### TASK DIRECTIONS
Reproduce exactly the lines from the one containing "Reviewer check: each instance of the white" through the last line of the data, both ends included.
——
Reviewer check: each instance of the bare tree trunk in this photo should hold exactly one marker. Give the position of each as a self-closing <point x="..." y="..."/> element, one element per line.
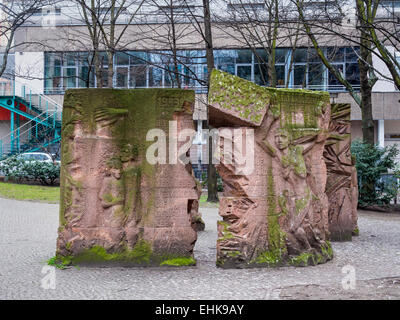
<point x="212" y="184"/>
<point x="368" y="128"/>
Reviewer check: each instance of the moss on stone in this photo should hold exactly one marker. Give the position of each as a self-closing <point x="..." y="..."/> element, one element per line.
<point x="233" y="254"/>
<point x="270" y="258"/>
<point x="179" y="262"/>
<point x="120" y="110"/>
<point x="327" y="250"/>
<point x="304" y="260"/>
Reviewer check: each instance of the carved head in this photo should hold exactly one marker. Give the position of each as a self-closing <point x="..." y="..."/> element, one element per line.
<point x="282" y="138"/>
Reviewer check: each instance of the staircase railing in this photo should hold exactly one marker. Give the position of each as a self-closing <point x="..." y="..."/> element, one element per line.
<point x="40" y="107"/>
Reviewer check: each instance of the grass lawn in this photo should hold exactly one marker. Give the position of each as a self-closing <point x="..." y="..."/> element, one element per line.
<point x="28" y="192"/>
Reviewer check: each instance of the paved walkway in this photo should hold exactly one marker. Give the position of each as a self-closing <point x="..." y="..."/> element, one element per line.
<point x="28" y="233"/>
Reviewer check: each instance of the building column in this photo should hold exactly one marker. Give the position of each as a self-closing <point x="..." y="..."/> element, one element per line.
<point x="381" y="133"/>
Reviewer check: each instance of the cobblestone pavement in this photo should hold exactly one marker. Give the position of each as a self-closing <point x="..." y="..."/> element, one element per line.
<point x="28" y="234"/>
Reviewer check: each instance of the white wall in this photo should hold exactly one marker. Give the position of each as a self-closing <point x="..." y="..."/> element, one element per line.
<point x="29" y="70"/>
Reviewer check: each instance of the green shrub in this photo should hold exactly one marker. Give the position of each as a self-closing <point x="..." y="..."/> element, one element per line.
<point x="17" y="169"/>
<point x="371" y="163"/>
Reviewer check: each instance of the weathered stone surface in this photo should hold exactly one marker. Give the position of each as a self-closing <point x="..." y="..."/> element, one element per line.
<point x="341" y="186"/>
<point x="278" y="213"/>
<point x="117" y="208"/>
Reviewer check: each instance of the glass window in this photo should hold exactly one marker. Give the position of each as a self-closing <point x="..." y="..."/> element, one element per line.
<point x="121" y="59"/>
<point x="104" y="77"/>
<point x="230" y="68"/>
<point x="353" y="73"/>
<point x="244" y="72"/>
<point x="280" y="55"/>
<point x="334" y="84"/>
<point x="299" y="78"/>
<point x="225" y="56"/>
<point x="261" y="56"/>
<point x="335" y="54"/>
<point x="280" y="75"/>
<point x="137" y="76"/>
<point x="70" y="59"/>
<point x="69" y="78"/>
<point x="138" y="57"/>
<point x="244" y="56"/>
<point x="316" y="74"/>
<point x="86" y="77"/>
<point x="300" y="55"/>
<point x="122" y="77"/>
<point x="261" y="74"/>
<point x="171" y="76"/>
<point x="352" y="54"/>
<point x="155" y="77"/>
——
### WRITTEN ANSWER
Reviewer check: each instance of the white wall in this photo should hold exactly one marker. Give the position of each as a self-closing <point x="..." y="..."/> element, one element per line.
<point x="29" y="70"/>
Reviewer check: each instance of the green shrub in this photo should hold exactly one marker. Give the position of each as a self-closing <point x="..." y="..."/> element, one element per line.
<point x="17" y="169"/>
<point x="371" y="163"/>
Reviewer check: each instance of the weathered stone surface in this photo should hold exactly one marker. Give the position of each as a self-closing <point x="..." y="..."/> element, one element per line.
<point x="341" y="186"/>
<point x="278" y="213"/>
<point x="117" y="208"/>
Reviewer check: each instance of the glass window in this photo should hold exactly one marker. Give the position of each as a self-closing <point x="..." y="..."/> element, one element per line.
<point x="121" y="59"/>
<point x="104" y="77"/>
<point x="230" y="68"/>
<point x="353" y="73"/>
<point x="244" y="72"/>
<point x="280" y="55"/>
<point x="334" y="84"/>
<point x="299" y="78"/>
<point x="225" y="56"/>
<point x="261" y="56"/>
<point x="335" y="54"/>
<point x="280" y="75"/>
<point x="137" y="76"/>
<point x="70" y="59"/>
<point x="69" y="78"/>
<point x="138" y="57"/>
<point x="244" y="56"/>
<point x="316" y="74"/>
<point x="86" y="77"/>
<point x="300" y="55"/>
<point x="122" y="77"/>
<point x="261" y="74"/>
<point x="171" y="76"/>
<point x="352" y="54"/>
<point x="155" y="77"/>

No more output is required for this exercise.